• _What you are asked to do_:
Rescale the data below from the line containing "For the benchmark, spot each instance of the colonnade" through the last line, and repeat every line in that span, requests included. Multiply each point coordinate by 2.1 and round to the nearest whole number, with halves rounded up.

• _Dataset content_:

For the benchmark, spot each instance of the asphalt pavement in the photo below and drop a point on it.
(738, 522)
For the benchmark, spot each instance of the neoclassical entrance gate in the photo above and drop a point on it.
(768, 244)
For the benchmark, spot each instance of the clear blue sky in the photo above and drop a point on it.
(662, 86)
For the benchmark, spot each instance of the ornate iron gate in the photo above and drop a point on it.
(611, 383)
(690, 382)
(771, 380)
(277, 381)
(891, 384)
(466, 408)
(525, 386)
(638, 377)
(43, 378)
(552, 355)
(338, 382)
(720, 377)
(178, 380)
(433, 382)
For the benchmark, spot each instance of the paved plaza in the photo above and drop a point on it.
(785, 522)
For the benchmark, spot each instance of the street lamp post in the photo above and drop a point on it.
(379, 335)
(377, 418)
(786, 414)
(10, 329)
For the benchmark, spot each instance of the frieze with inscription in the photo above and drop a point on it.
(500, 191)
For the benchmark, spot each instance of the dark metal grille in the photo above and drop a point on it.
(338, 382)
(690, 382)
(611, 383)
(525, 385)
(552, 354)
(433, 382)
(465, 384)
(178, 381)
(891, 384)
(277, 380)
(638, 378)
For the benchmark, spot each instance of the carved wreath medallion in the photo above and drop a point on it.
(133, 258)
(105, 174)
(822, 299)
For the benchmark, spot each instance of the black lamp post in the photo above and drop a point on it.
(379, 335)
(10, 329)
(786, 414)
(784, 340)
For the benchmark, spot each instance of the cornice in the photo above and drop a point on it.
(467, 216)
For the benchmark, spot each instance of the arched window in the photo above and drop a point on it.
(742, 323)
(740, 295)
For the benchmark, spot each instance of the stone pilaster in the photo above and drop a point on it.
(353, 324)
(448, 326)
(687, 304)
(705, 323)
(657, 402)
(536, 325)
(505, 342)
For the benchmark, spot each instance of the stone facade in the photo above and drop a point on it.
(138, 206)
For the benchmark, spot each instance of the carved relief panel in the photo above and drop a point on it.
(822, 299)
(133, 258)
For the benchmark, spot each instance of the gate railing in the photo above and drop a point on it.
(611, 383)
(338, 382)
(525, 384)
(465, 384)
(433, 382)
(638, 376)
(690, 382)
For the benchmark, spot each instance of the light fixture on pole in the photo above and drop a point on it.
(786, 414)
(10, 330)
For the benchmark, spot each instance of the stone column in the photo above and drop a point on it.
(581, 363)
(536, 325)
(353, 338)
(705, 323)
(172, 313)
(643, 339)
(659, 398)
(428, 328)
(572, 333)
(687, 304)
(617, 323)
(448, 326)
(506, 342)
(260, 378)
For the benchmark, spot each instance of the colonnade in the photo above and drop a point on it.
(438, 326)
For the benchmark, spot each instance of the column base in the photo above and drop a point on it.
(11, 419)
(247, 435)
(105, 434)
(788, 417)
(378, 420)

• _Correct result_:
For the benchmark, spot each instance of the colonnade in the photo above and drop a point on it.
(920, 685)
For the benchmark, spot each instance of the column base in the photo above and drop a point on it.
(23, 880)
(519, 914)
(221, 911)
(1655, 876)
(794, 882)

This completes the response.